*ROWS*

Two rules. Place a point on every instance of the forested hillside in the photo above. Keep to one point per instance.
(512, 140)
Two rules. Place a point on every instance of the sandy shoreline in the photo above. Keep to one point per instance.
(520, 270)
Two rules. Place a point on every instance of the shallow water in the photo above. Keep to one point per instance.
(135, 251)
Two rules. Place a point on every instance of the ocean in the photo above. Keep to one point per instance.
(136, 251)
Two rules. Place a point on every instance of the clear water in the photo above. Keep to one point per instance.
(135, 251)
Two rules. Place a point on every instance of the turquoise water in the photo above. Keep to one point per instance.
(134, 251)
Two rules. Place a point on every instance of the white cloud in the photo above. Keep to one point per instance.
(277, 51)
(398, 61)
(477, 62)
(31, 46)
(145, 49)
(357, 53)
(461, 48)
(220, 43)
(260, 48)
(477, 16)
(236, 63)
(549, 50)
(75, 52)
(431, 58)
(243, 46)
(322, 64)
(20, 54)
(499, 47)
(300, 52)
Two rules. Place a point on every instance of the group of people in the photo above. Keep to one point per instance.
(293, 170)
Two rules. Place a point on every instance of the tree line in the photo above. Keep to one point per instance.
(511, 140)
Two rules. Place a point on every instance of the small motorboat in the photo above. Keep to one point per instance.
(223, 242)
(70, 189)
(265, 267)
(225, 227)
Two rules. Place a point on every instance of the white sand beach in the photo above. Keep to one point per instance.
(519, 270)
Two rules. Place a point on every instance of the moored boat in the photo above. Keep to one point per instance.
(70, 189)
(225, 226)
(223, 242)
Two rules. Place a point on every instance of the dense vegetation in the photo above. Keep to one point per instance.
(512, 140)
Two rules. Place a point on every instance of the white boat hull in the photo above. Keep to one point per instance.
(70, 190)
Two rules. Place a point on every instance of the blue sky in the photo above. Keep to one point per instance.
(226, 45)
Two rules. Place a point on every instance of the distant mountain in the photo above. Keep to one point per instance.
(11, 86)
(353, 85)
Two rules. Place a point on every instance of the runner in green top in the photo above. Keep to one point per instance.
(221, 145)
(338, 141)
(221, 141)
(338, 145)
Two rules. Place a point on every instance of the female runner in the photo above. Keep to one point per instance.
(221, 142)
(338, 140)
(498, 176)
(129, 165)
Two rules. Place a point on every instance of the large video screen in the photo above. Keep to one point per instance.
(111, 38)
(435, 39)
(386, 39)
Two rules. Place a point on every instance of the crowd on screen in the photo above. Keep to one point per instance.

*EXERCISE REQUIREMENTS*
Rewrite all of the entries above so that "Keep to" becomes "Limit yourself to" at each occurrence, with no other change to the wording.

*PROBLEM SOLUTION*
Two rules. Place a point on every instance of the forested hillside in the photo above. Limit yourself to one point per instance.
(512, 140)
Two rules. Place a point on every instance of the sandy shoreline in the photo above. Limit yourself to one point per instance.
(520, 270)
Two rules. Place a point on every instance of the shallow water in the photo above. Limit yourself to one point per instance.
(135, 251)
Two rules. Place a point on every instance of the ocean in the photo above. Limit yourself to one point per instance.
(136, 251)
Two rules. Place a point on every instance of the clear water in the photo above. Limit yourself to one point per instance.
(135, 251)
Two rules. Place a point on every instance of the turquoise water in the photo above. Limit yourself to one point per instance.
(134, 251)
Two rules. Place a point on every instance of the white cloud in the photo above. Limit yourself to one point per instance.
(277, 51)
(398, 61)
(477, 62)
(31, 46)
(145, 49)
(357, 53)
(461, 48)
(220, 43)
(260, 48)
(477, 16)
(236, 63)
(549, 50)
(75, 52)
(431, 58)
(243, 46)
(322, 64)
(20, 54)
(499, 47)
(300, 52)
Two rules. Place a point on every instance of the group of people in the photo above. Limit yourself to one point per instance.
(293, 170)
Two rules. Place a point on every instance of the tree line in the photo above. Limit yourself to one point per instance.
(511, 140)
Two rules. Place a point on every instance of the small motorboat in the photo above. Limit yourself to one point per instance.
(223, 242)
(70, 189)
(265, 267)
(225, 227)
Two rules. Place a point on every instance of the white sand beach in the photo above. Limit yourself to one point per instance.
(519, 270)
Two rules. Place a point on every instance of the moored boat in the photo above. Limit yourself to one point per instance.
(70, 189)
(225, 226)
(223, 242)
Two rules. Place a point on every instance of the dense vegetation in the photo above. Limit yourself to one point per instance.
(512, 140)
Two rules. Place a point on every instance of the white boat hull in the photo above. Limit yourself to one point per instance.
(70, 190)
Two rules. Place a point on every instance of the blue sky in the photo above. Limit yourself to one point per instance.
(226, 45)
Two rules. Place a point on every instance of the distant mountain in the photo above. Limit yourself to one point per instance.
(11, 86)
(353, 85)
Two rules. Place a point on every instance of the runner in green top in the photo above. Limit yourself to one point per instance.
(221, 145)
(338, 141)
(221, 141)
(338, 145)
Two rules. Place a point on every instance of the female runner in the photo above. Limit yourself to one point per instance.
(221, 142)
(338, 140)
(498, 176)
(129, 165)
Two rules. Place a point on every instance of the large video screen in the photo above. Limit yourself to one point per instance.
(111, 38)
(435, 39)
(386, 39)
Two rules. Place a point on every instance of the crowd on screen in the photo above. Limit yourself to one point per instance.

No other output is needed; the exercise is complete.